## Instructions to follow
Starting at the line with "For every instance of the forest, the" and going on through the line with "For every instance of the bare", reproduce each line in the records below exactly and nothing more.

## Task data
· · · · · · ·

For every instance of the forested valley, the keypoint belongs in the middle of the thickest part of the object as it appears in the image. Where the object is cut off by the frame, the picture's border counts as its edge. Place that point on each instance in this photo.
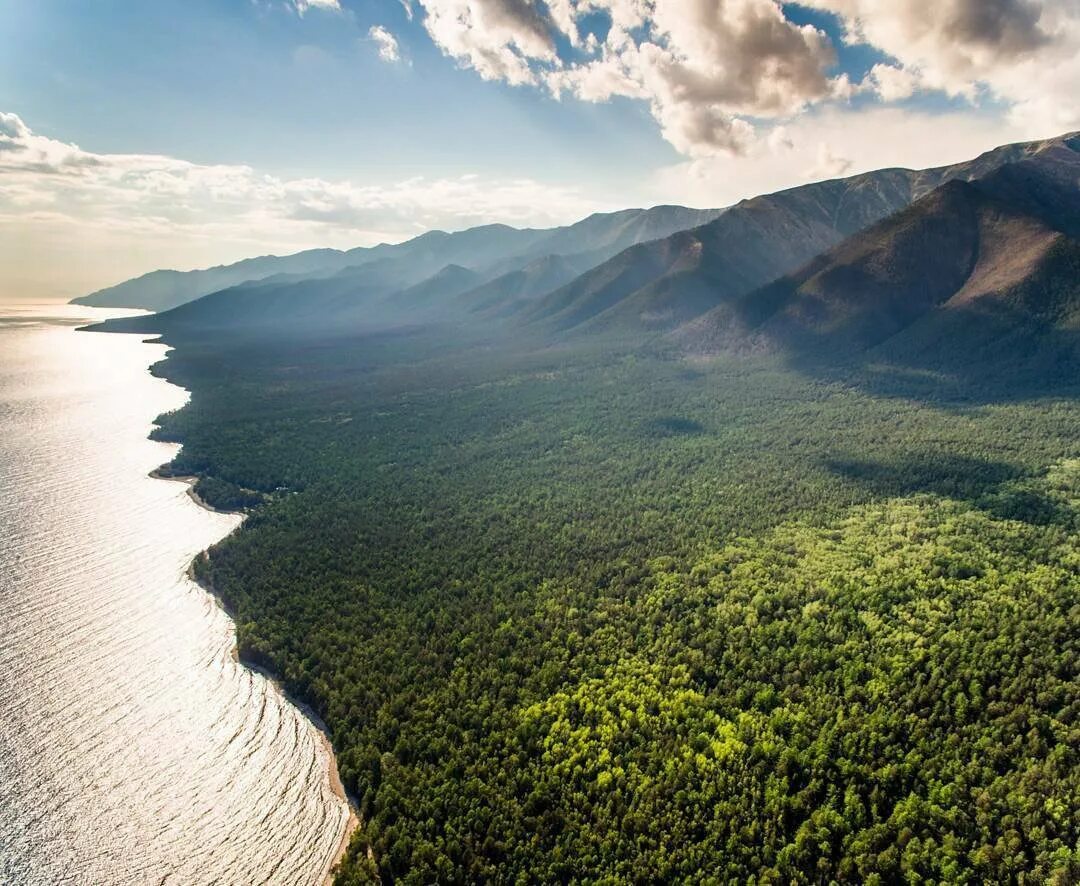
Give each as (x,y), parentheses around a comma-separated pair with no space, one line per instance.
(607,614)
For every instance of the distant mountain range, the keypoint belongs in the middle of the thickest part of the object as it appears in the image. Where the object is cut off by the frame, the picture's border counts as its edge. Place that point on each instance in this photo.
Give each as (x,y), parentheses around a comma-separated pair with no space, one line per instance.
(915,264)
(972,268)
(490,250)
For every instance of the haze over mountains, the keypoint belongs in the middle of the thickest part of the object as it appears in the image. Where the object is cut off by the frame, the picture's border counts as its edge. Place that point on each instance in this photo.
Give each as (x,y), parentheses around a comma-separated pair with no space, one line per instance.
(898,262)
(490,250)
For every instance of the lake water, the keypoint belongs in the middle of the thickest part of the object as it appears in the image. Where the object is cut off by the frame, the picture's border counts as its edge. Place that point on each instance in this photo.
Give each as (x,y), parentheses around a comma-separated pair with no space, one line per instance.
(133,748)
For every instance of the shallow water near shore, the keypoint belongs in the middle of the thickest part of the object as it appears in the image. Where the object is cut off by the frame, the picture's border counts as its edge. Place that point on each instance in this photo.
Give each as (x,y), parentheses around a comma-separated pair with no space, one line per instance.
(133,747)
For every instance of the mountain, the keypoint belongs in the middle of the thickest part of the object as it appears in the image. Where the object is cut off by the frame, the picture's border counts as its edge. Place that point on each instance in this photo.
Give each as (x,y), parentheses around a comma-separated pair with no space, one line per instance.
(983,271)
(162,290)
(497,249)
(662,284)
(511,291)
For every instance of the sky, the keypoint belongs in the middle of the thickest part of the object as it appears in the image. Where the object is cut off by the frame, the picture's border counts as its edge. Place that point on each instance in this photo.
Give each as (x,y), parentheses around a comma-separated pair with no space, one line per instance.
(139,135)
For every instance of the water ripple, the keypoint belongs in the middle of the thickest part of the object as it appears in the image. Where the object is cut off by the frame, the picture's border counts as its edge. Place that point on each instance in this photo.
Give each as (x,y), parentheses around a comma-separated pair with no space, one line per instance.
(133,748)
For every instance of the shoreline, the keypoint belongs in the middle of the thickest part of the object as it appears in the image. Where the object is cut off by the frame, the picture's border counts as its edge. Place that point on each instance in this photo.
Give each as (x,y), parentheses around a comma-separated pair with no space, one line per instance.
(336,786)
(190,479)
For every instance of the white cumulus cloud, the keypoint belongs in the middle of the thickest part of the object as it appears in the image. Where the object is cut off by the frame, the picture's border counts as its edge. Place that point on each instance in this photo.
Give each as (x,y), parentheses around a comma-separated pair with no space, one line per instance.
(72,220)
(386,42)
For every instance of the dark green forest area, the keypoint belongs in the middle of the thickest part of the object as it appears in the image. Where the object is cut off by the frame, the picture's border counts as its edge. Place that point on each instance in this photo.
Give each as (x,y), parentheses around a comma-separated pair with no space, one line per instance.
(592,615)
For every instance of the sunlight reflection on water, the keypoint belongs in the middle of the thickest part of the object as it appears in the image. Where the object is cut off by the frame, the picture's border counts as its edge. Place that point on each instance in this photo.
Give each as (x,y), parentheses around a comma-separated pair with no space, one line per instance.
(133,748)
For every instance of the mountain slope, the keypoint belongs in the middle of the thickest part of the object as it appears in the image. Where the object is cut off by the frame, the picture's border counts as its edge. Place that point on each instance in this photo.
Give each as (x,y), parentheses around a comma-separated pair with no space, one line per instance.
(969,268)
(501,246)
(662,284)
(507,293)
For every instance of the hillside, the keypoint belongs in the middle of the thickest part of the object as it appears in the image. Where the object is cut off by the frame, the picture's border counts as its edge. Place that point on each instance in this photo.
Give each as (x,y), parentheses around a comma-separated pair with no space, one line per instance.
(671,281)
(495,249)
(982,271)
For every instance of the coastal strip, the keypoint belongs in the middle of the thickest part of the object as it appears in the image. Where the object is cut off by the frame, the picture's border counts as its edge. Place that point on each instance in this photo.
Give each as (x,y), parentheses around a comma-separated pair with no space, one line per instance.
(337,788)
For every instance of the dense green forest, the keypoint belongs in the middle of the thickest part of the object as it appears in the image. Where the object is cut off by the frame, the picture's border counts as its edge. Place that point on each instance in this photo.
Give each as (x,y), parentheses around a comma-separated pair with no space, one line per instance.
(592,615)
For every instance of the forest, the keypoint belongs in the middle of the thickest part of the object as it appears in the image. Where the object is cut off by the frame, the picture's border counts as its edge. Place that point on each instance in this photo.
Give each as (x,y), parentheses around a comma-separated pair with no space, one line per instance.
(595,614)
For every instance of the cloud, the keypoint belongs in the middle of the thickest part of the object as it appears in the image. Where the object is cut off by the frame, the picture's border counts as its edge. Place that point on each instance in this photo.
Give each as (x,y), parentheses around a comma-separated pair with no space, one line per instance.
(840,142)
(716,72)
(387,43)
(704,66)
(497,38)
(75,220)
(828,164)
(1023,53)
(304,5)
(892,82)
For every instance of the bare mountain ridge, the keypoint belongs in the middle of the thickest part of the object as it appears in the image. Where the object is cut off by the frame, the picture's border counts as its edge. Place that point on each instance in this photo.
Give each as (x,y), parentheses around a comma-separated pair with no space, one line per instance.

· · · · · · ·

## Reply to the task
For every instance of the forest, the keypoint belongs in the middle of the thickest part of the object as it appears in the image. Where the object is cut off by the frame, the picture's border counts as its edge. Place that point on each instance in this photo.
Give each as (x,y), parentheses around a comma-separated pair with no space, one line per instance.
(595,614)
For every instance of the cloud, the keypoint belongs in the middle of the thickest part of the object as it appears in the image. Where the object is cut off by the frame, the picture's border counts as its edge. Place that point on each instance in this photo.
Give each as (x,y), parentheses around a comma-separated pair with no space, one line per instance.
(840,142)
(716,72)
(387,43)
(704,66)
(497,38)
(75,220)
(828,164)
(1023,53)
(304,5)
(892,82)
For every instance of the bare mountain ridge, the keypoint belongs in the middle of the thickest part of the object as it appears in the image. Where the object is cut off by the frame, the picture's border counts as its edge. Place that point on each instance in this photo.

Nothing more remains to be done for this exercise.